■ REQUIREMENT A: In the fee order, how much did the court award HDR in attorneys' fees?
■ REQUIREMENT B: Pick up the fee order after its final sentence and continue it in the same legal style.

■ TEXT BLOCK:
────────────────────────────────────────

Tampa Bay Water v. HDR Eng'g, Inc., Case No. 8:08-CV-2446-T-27TBM

Decision Date02 November 2012
Docket NumberCase No. 8:08-CV-2446-T-27TBM
PartiesTAMPA BAY WATER, Plaintiff, v. HDR ENGINEERING, Inc., Defendant.
CourtU.S. District Court — Middle District of Florida
ORDER

In their contract, Tampa Bay Water and HDR Engineering agreed that the prevailing party in any litigation arising from their agreement would be entitled to recover all of its attorneys' fees, costs, and litigation expenses.1 HDR is therefore entitled to an award of fees and costs. The parties have filed affidavits of their respective attorneys' fee experts, legal memoranda, and supporting evidence relating to HDR's attorneys' fees, costs, and expenses. An evidentiary hearing was held during which the parties' expert witnesses testified and argument was presented. In its motions and supplemental evidentiary submissions, HDR has requested a total of $10,474,291.50 in attorneys' fees, and $11,878,959.95 in litigation expenses and taxable costs.

By any account, the amount of attorneys' fees to which HDR is entitled is extraordinary. Tampa Bay Water's fee expert opines that a reasonable attorneys' fee is between $5.1 and $5.5 million. HDR's fee expert opines, on the other hand, that a reasonable attorneys' fee is $9,772,406.70 and that the reasonable litigation expenses and taxable costs incurred by HDR amountto $11,103,671.80.2 And while not determinative of the reasonableness of HDR's fees, costs, and expenses, it should be noted that Tampa Bay Water spent $5,347,233.00 in attorneys' fees and $6,281,116.97 in costs and expenses, adding some perspective to the fees and expenses sought by HDR.

Upon careful consideration, HDR is awarded $9,249,219.85 in attorneys' fees and $10,898,186.22 in litigation expenses and taxable costs.3 To put this extraordinary fee and cost award in its proper perspective, the nature of the litigation must be considered.

This was no ordinary engineering malpractice case. According to HDR's fee expert, Mr. Hill, "[t]he uniqueness of the design of the reservoir together with the exposure to HDR in a case tried to a jury combine to make this an unprecedented case" (Dkt. 653-3, p. 4). And Dennis Frostic, an attorney who was the "point person" for HDR's insurers with nearly 40 years experience working with insurers in large, complex cases, told Mr. Hill that to his knowledge, "this case is the largest engineering professional liability case ever tried to a jury" (Id., p. 9).

This case may be the largest engineering professional liability case, in terms of damages sought, ever tried to a jury (Dkt. 653-3, p. 9). Tampa Bay Water's initial demand from HDR was $225 million. In the parties' Joint Pretrial Statement, Tampa Bay Water projected that its total damages exceeded $131 million, plus interest, attorneys' fees and costs. At trial, Tampa Bay Water asked the jury to award it more than $100 million in damages from HDR (exclusive of attorneys' fees and expenses). The litigation spanned more than three years. After a five week trial, the jury returned a verdict in favor of HDR.

────────────────────────────────────────

Image point annotation entries:

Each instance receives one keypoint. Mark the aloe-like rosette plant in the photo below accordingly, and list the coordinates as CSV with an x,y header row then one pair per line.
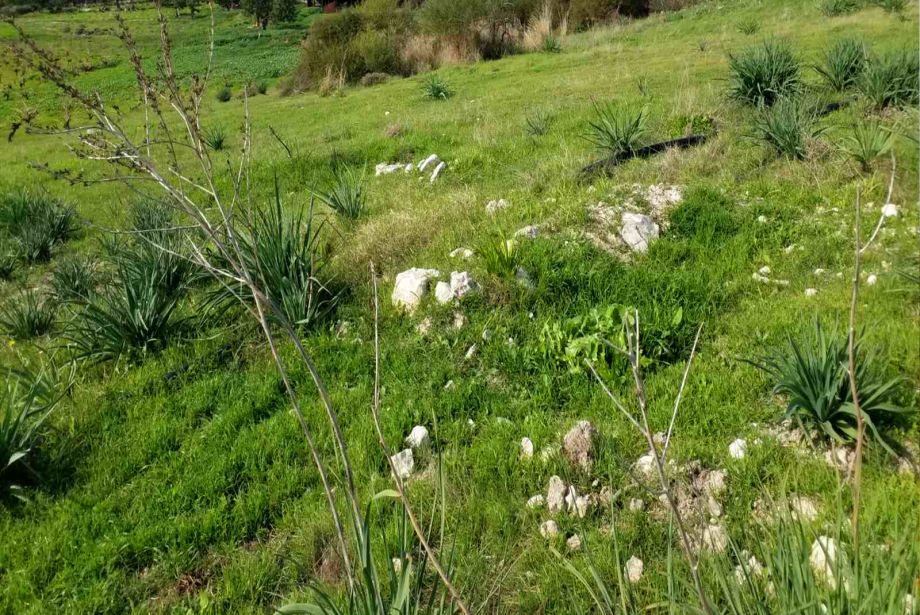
x,y
811,373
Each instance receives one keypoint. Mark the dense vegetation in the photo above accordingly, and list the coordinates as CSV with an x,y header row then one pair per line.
x,y
152,462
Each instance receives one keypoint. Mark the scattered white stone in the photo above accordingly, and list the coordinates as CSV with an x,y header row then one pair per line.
x,y
634,569
418,438
578,445
528,232
443,293
738,449
411,285
890,210
526,448
638,231
431,160
404,463
555,494
823,559
493,206
437,172
549,529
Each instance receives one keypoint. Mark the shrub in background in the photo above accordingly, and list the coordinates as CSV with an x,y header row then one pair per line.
x,y
811,373
764,74
843,64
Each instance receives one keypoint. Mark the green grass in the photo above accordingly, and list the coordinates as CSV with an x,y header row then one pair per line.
x,y
184,480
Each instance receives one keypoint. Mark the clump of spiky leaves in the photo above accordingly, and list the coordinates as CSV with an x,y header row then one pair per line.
x,y
834,8
788,126
843,64
892,79
762,75
346,195
215,138
436,88
500,255
617,129
538,123
811,373
74,280
867,141
27,315
37,221
288,254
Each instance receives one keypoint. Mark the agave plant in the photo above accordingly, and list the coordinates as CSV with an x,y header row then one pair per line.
x,y
812,373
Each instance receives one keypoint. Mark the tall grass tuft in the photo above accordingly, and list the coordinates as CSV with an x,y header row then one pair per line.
x,y
764,74
867,141
843,64
617,129
811,373
892,80
27,315
37,221
788,126
346,196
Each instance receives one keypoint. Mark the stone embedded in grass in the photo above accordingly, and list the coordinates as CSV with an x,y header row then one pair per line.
x,y
404,463
555,494
494,206
737,449
638,231
411,286
549,529
634,569
526,448
578,445
418,438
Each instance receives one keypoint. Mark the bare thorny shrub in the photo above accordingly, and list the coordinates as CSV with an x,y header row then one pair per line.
x,y
171,162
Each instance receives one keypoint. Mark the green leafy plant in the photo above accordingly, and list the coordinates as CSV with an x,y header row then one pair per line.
x,y
617,129
436,88
27,315
289,254
892,80
764,74
500,255
748,26
843,64
811,373
74,280
834,8
37,221
215,138
788,126
867,141
224,94
538,123
346,196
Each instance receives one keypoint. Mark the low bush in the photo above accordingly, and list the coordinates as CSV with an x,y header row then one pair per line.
x,y
617,129
788,126
811,373
891,80
27,315
37,221
867,141
764,74
843,64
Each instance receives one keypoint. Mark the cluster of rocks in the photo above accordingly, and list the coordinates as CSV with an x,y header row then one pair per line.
x,y
625,226
432,164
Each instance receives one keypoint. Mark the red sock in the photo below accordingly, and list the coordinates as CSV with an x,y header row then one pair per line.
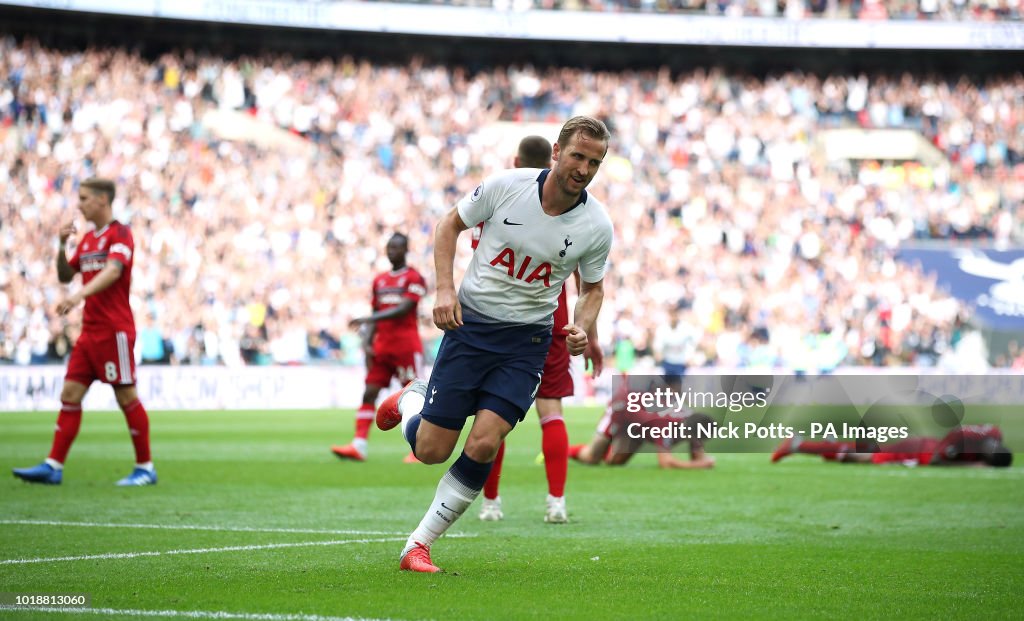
x,y
826,449
69,420
138,426
556,454
364,418
491,486
574,451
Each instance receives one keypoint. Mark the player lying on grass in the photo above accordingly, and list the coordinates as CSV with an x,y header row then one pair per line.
x,y
621,435
970,445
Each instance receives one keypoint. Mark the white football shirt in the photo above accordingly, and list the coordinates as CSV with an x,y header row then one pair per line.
x,y
524,255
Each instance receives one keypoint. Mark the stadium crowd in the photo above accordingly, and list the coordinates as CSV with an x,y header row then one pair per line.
x,y
260,250
973,10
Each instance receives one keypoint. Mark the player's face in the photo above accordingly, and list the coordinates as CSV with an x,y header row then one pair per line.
x,y
90,203
578,163
396,252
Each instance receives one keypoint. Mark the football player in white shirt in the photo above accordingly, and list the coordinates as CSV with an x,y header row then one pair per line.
x,y
541,225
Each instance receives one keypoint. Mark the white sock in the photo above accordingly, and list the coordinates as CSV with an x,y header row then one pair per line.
x,y
410,405
451,501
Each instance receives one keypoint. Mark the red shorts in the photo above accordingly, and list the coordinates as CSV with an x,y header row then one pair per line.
x,y
385,365
108,357
557,381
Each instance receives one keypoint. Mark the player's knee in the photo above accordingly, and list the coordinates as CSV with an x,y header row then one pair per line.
x,y
72,392
482,450
431,455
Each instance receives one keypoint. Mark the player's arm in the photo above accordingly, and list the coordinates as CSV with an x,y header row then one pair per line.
x,y
585,316
593,357
107,277
65,270
448,312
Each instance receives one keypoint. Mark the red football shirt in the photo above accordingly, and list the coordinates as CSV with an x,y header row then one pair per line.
x,y
400,333
109,309
967,443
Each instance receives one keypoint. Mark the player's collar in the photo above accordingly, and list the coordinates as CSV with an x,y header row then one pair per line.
x,y
540,192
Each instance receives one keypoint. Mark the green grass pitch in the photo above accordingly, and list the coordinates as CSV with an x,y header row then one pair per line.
x,y
799,539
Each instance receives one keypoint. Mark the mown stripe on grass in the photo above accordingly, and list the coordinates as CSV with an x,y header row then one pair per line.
x,y
201,550
188,614
193,527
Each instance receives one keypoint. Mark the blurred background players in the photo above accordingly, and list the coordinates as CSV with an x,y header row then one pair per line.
x,y
613,445
535,152
970,445
103,350
391,339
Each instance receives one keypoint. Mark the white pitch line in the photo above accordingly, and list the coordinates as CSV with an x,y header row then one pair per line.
x,y
189,527
202,550
186,614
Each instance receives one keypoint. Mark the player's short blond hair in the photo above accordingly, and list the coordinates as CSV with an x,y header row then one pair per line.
x,y
100,185
589,126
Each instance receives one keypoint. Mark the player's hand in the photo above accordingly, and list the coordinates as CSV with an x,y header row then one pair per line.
x,y
65,306
593,358
576,339
67,230
448,311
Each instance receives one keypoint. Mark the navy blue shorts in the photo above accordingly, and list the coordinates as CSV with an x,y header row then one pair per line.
x,y
485,366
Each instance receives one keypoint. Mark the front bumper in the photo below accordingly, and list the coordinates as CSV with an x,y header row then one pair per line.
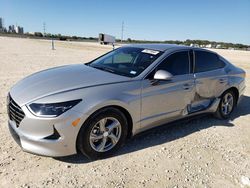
x,y
32,134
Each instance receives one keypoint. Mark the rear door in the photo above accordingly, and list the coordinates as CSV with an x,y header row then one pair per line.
x,y
209,73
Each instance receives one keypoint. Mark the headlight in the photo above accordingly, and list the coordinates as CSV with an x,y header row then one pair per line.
x,y
52,109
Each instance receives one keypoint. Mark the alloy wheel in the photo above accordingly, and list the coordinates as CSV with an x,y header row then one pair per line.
x,y
105,134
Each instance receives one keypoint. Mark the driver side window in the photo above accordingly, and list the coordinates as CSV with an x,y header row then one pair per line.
x,y
176,64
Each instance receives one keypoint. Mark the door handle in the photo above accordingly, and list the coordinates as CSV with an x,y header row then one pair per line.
x,y
187,86
222,80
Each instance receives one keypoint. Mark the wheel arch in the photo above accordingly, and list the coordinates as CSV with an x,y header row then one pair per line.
x,y
235,90
120,108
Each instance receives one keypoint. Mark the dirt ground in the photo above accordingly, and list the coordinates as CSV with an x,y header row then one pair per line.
x,y
203,152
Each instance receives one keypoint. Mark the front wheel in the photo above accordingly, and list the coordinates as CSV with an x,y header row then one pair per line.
x,y
227,105
103,133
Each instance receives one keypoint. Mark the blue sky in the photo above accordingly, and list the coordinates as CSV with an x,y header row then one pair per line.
x,y
218,20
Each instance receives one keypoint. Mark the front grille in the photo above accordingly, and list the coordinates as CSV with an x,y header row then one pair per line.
x,y
15,112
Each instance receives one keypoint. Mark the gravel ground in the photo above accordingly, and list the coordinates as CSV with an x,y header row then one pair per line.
x,y
201,152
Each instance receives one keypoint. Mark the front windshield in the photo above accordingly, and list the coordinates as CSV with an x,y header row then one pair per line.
x,y
126,61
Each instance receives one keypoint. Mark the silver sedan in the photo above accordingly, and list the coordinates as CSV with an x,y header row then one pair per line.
x,y
93,108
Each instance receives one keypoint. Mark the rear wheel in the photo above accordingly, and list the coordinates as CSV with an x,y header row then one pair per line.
x,y
103,133
226,106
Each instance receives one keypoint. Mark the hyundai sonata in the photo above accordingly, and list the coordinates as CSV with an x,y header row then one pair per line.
x,y
93,108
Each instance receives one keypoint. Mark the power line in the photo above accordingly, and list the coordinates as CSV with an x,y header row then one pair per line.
x,y
122,31
44,28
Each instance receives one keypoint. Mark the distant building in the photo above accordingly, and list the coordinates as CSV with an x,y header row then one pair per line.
x,y
195,45
209,46
12,29
15,29
19,30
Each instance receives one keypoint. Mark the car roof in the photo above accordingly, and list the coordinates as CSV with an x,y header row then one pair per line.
x,y
159,47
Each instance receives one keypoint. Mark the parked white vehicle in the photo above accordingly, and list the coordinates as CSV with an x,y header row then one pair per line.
x,y
106,39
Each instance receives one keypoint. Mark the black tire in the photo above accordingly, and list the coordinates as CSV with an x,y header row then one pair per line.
x,y
219,112
83,138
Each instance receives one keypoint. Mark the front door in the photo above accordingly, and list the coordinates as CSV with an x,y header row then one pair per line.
x,y
164,101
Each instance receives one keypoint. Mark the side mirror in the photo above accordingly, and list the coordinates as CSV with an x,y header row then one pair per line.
x,y
163,75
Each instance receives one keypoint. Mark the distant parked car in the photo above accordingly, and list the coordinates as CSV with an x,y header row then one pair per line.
x,y
93,108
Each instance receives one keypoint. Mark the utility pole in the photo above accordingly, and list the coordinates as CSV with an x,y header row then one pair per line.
x,y
122,31
44,29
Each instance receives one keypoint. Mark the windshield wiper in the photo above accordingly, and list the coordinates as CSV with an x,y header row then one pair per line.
x,y
103,68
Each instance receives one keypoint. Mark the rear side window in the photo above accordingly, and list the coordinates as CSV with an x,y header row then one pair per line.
x,y
176,64
206,61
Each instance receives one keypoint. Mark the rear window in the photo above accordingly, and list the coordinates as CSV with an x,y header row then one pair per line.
x,y
206,61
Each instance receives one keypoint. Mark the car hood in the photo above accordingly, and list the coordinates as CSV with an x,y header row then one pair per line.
x,y
61,79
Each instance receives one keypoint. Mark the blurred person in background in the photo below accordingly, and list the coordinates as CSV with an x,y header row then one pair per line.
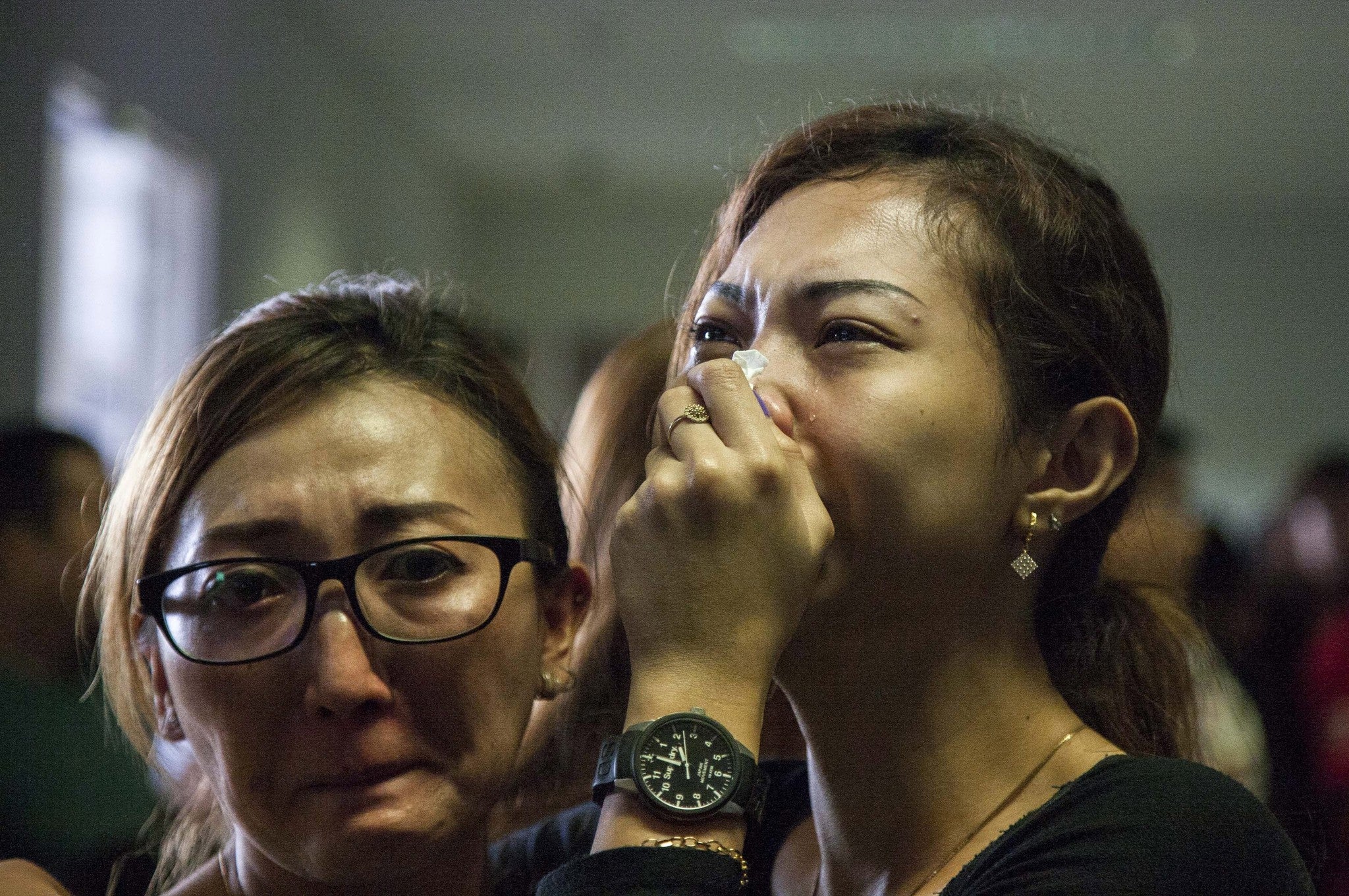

────────────────────────────────────────

■ RESULT A: $9,249,219.85.

■ RESULT B:
Background

HDR contracted with Tampa Bay Water to design the C.W. Bill Young Reservoir and was the Engineer of Record for the design and permitting of the Reservoir. By all accounts, the design of the reservoir was unique. A reservoir of its size had never been built before. It encompassed more than a thousand acres and was designed to hold approximately 15,500,000,000 gallons of surface water for use as a potable water supply. It took nearly three years to build. Tampa Bay Water began operating the Reservoir in June of 2005.

In December of 2006, during the Reservoir's second draw-down cycle, unexpected cracking in the flat-plate soil cement was discovered. As the water elevation continued to be lowered, more cracking was discovered. Claiming that these cracks were the result of design errors and construction defects, Tampa Bay Water sued HDR, Construction Dynamics Group, Inc. ("CDG"), which served as the project's construction manager, Barnard Construction Company, Inc., the contractor, and Barnard's subcontractor, McDonald Construction Corporation.

Needless to say, the case has a lengthy and contentious history. Tampa Bay Water amended its original complaint twice. More than 20 experts were retained by the parties. The Joint Pretrial Statement listed seven trial experts for Tampa Bay Water, two for Barnard, and one for McDonald.4 HDR listed nine expert witnesses. Discovery in the case included 2.7 million files comprising more than 17 million pages of documents (Dkt. 653-1, ¶ 17). Between Tampa Bay Water and HDR alone, 35 depositions were taken in 40 sessions over 80 days in eight cities in five different states, resulting in 19,000 pages of transcripts (Id., ¶ 20). As of August 30, 2012, when Tampa Bay Water filed its Notice of Appeal, there were 678 separate docket entries, including 11 motions to strike, 2 motions to dismiss, 6 motions for protective order, 11 motions to compel, 3 motions to quash, a motion forsanctions, a motion for summary judgment (with two supplements), 4 Daubert motions, 29 motions in limine, and dozens of non-substantive motions. Tampa Bay Water alone filed 11 motions in limine and 7 dispositive motions (Dkt. 653-2, ¶ 23). HDR was required to respond to "approximately 20 contested discovery-related and pre-trial motions" filed in the case by either Tampa Bay Water, Barnard or McDonald (Dkt. 653-1, ¶ 22).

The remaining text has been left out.